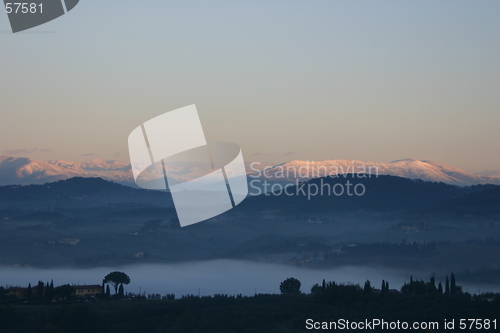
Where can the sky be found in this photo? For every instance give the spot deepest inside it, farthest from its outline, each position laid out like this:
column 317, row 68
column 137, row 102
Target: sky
column 309, row 80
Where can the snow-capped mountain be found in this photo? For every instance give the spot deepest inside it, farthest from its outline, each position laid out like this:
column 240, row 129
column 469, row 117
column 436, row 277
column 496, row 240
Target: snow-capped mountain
column 407, row 168
column 25, row 171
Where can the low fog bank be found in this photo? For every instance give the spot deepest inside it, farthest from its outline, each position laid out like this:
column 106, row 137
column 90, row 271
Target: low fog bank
column 222, row 277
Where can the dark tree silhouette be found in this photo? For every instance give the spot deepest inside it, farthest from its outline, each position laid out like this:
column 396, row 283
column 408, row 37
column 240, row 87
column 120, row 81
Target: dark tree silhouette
column 440, row 288
column 368, row 287
column 290, row 286
column 120, row 290
column 453, row 285
column 40, row 289
column 117, row 278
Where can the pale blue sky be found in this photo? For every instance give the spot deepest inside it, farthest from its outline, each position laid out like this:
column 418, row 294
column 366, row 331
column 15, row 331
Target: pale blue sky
column 368, row 80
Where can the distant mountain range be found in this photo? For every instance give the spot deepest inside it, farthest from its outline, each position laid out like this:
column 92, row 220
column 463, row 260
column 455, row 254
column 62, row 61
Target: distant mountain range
column 406, row 168
column 26, row 171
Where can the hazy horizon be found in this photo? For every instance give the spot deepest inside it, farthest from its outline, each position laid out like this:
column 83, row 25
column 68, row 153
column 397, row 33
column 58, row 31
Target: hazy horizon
column 284, row 80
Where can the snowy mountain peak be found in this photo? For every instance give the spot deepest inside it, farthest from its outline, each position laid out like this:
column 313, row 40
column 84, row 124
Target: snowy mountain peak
column 24, row 171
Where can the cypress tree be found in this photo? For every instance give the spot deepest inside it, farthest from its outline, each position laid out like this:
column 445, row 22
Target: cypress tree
column 40, row 289
column 120, row 290
column 453, row 286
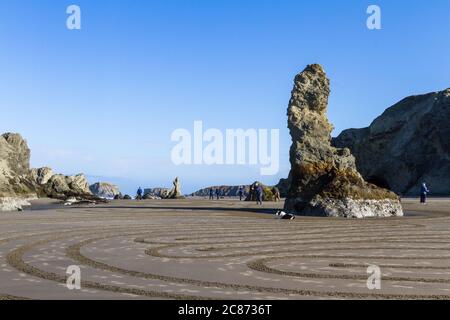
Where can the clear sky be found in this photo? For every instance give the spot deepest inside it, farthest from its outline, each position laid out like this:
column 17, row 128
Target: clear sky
column 105, row 99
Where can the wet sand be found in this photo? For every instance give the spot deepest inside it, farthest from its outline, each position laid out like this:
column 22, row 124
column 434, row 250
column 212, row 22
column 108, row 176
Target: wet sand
column 226, row 249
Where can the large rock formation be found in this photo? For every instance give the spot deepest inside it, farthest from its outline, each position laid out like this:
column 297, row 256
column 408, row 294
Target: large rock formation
column 15, row 185
column 104, row 190
column 42, row 175
column 18, row 182
column 407, row 145
column 324, row 179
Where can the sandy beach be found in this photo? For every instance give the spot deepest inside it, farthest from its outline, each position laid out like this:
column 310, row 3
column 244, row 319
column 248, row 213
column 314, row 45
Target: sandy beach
column 201, row 249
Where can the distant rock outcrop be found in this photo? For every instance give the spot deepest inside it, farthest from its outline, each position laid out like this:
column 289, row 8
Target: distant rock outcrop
column 60, row 186
column 268, row 194
column 104, row 190
column 324, row 179
column 407, row 145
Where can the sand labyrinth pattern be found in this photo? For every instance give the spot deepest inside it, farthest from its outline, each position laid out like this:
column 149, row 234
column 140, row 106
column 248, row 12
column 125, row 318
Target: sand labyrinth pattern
column 208, row 254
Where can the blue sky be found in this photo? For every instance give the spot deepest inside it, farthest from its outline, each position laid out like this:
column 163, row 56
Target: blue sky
column 104, row 100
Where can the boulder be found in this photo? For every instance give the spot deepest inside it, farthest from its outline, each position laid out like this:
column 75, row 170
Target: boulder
column 104, row 190
column 324, row 179
column 407, row 145
column 41, row 176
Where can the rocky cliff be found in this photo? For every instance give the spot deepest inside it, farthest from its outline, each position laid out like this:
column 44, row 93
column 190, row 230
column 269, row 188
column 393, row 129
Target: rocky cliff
column 15, row 186
column 407, row 145
column 324, row 179
column 18, row 182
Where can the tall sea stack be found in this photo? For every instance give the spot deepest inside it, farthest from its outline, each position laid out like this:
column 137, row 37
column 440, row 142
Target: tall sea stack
column 324, row 179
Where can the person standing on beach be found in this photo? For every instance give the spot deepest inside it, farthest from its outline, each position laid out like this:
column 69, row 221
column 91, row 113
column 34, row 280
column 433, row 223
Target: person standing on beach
column 139, row 194
column 276, row 194
column 218, row 193
column 259, row 194
column 423, row 193
column 241, row 193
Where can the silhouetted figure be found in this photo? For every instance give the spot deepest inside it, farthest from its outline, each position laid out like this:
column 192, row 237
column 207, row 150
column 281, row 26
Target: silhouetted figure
column 241, row 193
column 259, row 194
column 276, row 194
column 139, row 194
column 423, row 193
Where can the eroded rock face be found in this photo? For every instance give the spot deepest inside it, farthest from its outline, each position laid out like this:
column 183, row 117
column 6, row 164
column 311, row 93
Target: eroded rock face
column 41, row 176
column 324, row 179
column 104, row 190
column 407, row 145
column 15, row 185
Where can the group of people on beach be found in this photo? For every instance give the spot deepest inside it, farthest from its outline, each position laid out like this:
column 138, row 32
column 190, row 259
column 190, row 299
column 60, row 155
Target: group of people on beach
column 258, row 192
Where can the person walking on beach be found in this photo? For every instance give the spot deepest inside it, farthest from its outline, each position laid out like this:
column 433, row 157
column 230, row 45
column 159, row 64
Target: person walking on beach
column 259, row 194
column 276, row 194
column 139, row 194
column 423, row 193
column 241, row 193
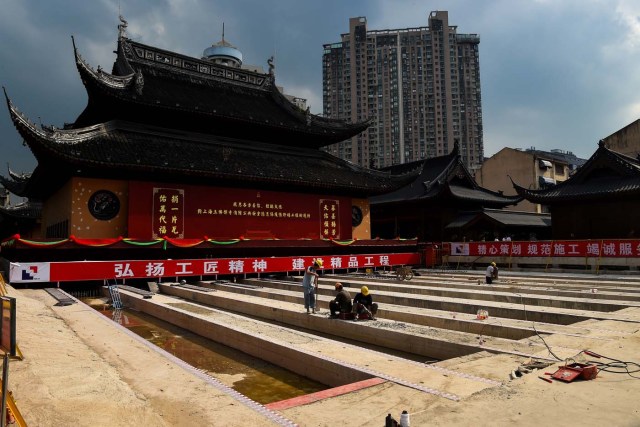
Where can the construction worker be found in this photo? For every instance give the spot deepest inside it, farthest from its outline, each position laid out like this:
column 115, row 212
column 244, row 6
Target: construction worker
column 491, row 273
column 342, row 301
column 363, row 303
column 310, row 285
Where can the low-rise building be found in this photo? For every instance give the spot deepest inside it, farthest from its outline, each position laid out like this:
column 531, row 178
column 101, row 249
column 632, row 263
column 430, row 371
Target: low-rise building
column 626, row 140
column 531, row 168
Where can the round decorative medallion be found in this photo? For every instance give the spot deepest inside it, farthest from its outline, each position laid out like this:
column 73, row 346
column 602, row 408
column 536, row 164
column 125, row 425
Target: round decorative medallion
column 104, row 205
column 356, row 216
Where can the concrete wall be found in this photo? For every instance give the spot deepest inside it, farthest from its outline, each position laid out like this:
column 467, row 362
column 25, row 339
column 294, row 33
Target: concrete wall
column 626, row 140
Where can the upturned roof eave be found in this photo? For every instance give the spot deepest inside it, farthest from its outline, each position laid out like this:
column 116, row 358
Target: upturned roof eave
column 43, row 145
column 325, row 131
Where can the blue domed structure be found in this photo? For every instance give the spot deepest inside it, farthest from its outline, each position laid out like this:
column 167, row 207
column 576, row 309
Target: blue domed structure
column 223, row 53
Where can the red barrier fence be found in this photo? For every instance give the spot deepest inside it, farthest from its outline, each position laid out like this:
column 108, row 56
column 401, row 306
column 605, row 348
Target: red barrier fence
column 561, row 248
column 38, row 272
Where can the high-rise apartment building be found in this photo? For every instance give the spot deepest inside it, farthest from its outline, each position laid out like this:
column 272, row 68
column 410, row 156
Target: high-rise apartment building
column 420, row 86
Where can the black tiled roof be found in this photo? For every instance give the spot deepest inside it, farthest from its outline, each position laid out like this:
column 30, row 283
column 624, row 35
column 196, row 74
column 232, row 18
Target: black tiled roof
column 164, row 88
column 443, row 176
column 132, row 150
column 606, row 175
column 502, row 217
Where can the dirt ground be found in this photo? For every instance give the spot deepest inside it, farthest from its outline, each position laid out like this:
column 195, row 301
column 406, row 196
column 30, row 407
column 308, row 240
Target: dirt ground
column 79, row 369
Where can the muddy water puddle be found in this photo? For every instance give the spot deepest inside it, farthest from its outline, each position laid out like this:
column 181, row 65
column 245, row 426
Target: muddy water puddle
column 261, row 381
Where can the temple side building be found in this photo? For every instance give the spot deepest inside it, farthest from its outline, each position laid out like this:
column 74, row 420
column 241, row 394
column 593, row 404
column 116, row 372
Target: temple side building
column 442, row 193
column 601, row 200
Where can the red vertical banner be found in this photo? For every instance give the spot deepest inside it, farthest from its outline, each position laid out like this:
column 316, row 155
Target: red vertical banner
column 329, row 218
column 168, row 213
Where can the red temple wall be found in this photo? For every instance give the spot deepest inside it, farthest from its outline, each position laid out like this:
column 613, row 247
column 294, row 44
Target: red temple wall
column 189, row 211
column 83, row 224
column 70, row 204
column 363, row 230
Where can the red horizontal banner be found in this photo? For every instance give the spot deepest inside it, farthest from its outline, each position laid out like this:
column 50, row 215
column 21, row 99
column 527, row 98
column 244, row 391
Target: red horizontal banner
column 151, row 269
column 560, row 248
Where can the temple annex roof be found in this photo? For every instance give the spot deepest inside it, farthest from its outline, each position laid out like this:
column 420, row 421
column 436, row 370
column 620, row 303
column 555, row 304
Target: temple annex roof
column 443, row 177
column 606, row 175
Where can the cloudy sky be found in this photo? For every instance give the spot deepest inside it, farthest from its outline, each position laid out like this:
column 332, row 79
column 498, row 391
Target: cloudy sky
column 554, row 73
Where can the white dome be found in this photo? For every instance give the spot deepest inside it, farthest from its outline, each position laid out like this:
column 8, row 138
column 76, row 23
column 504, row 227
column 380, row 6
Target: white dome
column 223, row 53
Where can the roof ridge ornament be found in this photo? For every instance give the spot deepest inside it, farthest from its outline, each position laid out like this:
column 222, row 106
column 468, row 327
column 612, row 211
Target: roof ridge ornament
column 122, row 27
column 271, row 66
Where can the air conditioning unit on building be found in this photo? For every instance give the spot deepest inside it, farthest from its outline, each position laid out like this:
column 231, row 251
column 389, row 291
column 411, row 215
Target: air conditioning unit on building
column 545, row 182
column 544, row 164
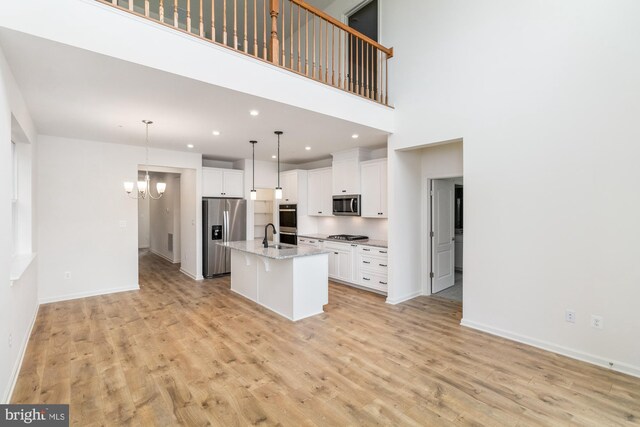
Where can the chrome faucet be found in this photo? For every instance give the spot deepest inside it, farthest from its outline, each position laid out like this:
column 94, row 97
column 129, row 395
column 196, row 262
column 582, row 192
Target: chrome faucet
column 265, row 242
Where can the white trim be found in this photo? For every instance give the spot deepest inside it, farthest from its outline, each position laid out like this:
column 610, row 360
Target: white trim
column 23, row 350
column 412, row 295
column 565, row 351
column 163, row 256
column 358, row 286
column 19, row 264
column 79, row 295
column 186, row 273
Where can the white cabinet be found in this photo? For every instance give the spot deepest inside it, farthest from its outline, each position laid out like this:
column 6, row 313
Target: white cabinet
column 222, row 182
column 373, row 267
column 373, row 176
column 320, row 192
column 294, row 186
column 306, row 241
column 346, row 176
column 340, row 261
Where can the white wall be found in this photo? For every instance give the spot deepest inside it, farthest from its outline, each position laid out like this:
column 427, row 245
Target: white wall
column 143, row 219
column 89, row 225
column 191, row 223
column 544, row 94
column 18, row 300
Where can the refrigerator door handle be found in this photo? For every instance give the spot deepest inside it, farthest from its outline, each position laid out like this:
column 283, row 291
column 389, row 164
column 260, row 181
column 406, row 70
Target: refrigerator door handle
column 225, row 227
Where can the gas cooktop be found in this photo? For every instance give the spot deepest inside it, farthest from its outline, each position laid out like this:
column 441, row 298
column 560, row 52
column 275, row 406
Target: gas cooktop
column 349, row 237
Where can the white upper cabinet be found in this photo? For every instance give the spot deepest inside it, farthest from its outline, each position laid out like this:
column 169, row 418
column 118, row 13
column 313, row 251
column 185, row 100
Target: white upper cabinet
column 289, row 184
column 374, row 188
column 222, row 182
column 294, row 188
column 320, row 192
column 346, row 170
column 346, row 177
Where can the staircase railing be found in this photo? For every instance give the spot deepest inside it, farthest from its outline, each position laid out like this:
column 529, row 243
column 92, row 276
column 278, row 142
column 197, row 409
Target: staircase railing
column 287, row 33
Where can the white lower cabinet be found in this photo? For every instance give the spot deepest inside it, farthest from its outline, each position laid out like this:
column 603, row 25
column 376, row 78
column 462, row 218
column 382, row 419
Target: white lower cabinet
column 306, row 241
column 340, row 261
column 362, row 265
column 373, row 267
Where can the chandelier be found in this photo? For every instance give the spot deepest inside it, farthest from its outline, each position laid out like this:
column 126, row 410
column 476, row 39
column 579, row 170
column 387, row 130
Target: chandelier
column 144, row 187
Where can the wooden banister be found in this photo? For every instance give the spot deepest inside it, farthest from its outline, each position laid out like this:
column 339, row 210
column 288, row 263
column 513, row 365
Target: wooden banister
column 344, row 27
column 290, row 34
column 274, row 11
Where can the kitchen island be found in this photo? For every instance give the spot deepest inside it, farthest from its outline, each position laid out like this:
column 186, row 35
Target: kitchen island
column 289, row 280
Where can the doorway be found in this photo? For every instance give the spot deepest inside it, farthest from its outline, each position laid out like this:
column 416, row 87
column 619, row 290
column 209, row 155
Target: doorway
column 446, row 237
column 159, row 223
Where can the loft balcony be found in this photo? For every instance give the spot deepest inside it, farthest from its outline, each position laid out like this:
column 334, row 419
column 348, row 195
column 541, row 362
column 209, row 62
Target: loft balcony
column 289, row 34
column 115, row 44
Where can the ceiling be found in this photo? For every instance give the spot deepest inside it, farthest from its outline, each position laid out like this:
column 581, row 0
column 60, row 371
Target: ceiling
column 79, row 94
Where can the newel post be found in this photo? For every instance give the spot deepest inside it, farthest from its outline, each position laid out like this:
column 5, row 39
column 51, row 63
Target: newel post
column 275, row 45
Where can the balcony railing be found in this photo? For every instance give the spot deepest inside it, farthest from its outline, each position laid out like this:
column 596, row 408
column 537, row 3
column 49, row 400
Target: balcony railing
column 287, row 33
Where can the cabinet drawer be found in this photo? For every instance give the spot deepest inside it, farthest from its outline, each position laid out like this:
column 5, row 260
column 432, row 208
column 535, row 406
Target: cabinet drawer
column 373, row 251
column 374, row 281
column 373, row 264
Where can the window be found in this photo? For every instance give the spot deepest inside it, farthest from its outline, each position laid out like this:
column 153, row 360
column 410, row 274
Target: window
column 21, row 203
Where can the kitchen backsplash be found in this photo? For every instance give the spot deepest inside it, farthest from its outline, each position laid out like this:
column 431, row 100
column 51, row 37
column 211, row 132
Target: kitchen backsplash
column 374, row 228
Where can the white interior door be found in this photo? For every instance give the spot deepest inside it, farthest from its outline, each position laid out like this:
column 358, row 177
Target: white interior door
column 442, row 240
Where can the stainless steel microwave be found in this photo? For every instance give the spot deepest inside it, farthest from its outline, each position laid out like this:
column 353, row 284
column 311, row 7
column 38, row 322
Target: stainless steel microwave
column 347, row 205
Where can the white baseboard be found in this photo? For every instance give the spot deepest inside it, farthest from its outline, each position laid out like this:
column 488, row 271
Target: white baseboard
column 78, row 295
column 186, row 273
column 395, row 301
column 164, row 256
column 18, row 365
column 565, row 351
column 355, row 285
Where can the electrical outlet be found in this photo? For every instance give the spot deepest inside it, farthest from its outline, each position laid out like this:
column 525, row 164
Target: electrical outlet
column 597, row 321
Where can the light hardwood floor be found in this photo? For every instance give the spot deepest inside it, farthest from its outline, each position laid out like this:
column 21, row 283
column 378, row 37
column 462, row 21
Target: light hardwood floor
column 193, row 353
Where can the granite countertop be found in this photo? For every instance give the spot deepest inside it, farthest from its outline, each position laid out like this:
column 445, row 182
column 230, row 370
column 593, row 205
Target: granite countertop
column 287, row 252
column 368, row 242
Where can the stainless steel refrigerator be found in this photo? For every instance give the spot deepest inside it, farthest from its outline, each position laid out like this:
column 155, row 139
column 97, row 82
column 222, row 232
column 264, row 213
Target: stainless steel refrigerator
column 224, row 220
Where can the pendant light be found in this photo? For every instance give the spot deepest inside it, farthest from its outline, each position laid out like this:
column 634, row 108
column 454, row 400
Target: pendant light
column 254, row 194
column 144, row 187
column 278, row 188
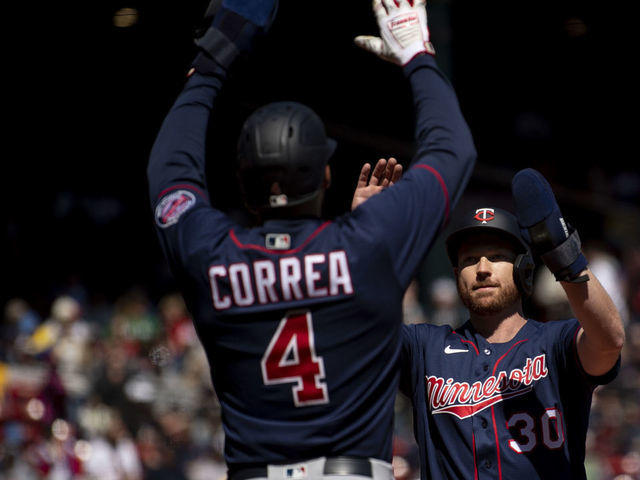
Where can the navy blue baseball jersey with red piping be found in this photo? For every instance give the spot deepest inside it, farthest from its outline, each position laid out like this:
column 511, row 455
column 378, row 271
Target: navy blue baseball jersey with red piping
column 498, row 410
column 300, row 319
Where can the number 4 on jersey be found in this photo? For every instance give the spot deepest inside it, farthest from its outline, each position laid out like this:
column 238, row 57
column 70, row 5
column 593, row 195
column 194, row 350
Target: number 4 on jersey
column 291, row 357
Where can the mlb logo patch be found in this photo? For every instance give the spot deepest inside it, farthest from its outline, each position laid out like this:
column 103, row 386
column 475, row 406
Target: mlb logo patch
column 278, row 241
column 294, row 473
column 172, row 206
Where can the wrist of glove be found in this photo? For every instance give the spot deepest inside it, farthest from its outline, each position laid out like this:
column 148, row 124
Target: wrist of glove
column 404, row 32
column 231, row 28
column 544, row 229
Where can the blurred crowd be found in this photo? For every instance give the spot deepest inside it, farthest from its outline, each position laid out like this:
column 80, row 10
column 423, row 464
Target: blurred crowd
column 121, row 390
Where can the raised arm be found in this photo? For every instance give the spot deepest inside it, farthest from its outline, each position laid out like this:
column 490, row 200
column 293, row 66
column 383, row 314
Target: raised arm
column 601, row 337
column 178, row 154
column 445, row 144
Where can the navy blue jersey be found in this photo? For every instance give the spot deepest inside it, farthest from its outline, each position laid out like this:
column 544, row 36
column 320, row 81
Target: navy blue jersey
column 300, row 319
column 498, row 410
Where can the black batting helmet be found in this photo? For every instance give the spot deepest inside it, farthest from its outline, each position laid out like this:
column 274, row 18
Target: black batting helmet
column 282, row 151
column 499, row 221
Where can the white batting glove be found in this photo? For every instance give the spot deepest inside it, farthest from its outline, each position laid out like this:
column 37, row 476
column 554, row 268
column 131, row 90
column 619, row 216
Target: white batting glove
column 403, row 28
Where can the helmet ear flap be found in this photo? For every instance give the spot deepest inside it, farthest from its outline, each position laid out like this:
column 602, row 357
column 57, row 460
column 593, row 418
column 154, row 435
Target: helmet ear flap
column 523, row 269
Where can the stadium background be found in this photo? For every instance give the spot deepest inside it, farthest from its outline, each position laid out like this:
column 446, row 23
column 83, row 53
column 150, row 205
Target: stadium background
column 547, row 86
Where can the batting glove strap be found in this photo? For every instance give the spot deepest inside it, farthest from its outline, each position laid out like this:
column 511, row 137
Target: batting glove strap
column 566, row 261
column 232, row 29
column 403, row 30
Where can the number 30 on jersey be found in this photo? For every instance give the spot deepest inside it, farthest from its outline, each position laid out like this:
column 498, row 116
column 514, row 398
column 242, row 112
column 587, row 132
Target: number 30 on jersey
column 291, row 358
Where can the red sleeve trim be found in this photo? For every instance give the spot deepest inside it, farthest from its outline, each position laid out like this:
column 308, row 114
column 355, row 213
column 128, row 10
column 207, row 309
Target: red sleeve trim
column 185, row 186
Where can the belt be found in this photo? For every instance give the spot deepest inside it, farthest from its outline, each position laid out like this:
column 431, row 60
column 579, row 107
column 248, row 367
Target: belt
column 332, row 466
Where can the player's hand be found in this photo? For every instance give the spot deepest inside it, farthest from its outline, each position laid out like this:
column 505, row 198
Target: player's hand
column 385, row 174
column 231, row 28
column 403, row 28
column 544, row 229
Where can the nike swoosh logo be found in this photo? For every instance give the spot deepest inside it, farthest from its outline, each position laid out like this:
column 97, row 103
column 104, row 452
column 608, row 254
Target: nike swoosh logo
column 448, row 349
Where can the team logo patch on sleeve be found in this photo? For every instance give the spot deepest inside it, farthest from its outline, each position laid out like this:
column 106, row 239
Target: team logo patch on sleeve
column 172, row 206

======

▶ [WHAT THE TASK ASKS]: Using the material above, extract the line that contains "Where can the red sleeve" and every line after it, exactly as given; stop at the last line.

▶ [THE COMPLETED TASK]:
Where can the red sleeve trim be found in this photo? For every instance give the spot deepest inside it, farthest from its outline, each position laid out like this:
column 308, row 114
column 355, row 213
column 128, row 10
column 207, row 309
Target: red sleeve trim
column 185, row 186
Where can the belt be found in this photo? For every instance give the spot deepest inside it, farthest from its outline, each position laid out like this:
column 431, row 60
column 579, row 107
column 248, row 367
Target: belt
column 332, row 466
Where can the player's hand be found in this photo? For every instance give the spot deepest inside it, farthest from its outline, each position laid out like this:
column 505, row 198
Target: player's hand
column 385, row 174
column 231, row 28
column 403, row 28
column 544, row 229
Where can the nike swoosh logo be found in this photo? For every instance give the spot deepest inside it, farthest from its outline, each position laid out like this:
column 97, row 103
column 104, row 452
column 608, row 254
Target: nike swoosh logo
column 448, row 349
Where can the team logo patch on sleeve be found in this photo? For every instance give the spot deepest inside it, farthest from its outline, each position laid out like this:
column 106, row 239
Target: team logo patch on sleeve
column 172, row 206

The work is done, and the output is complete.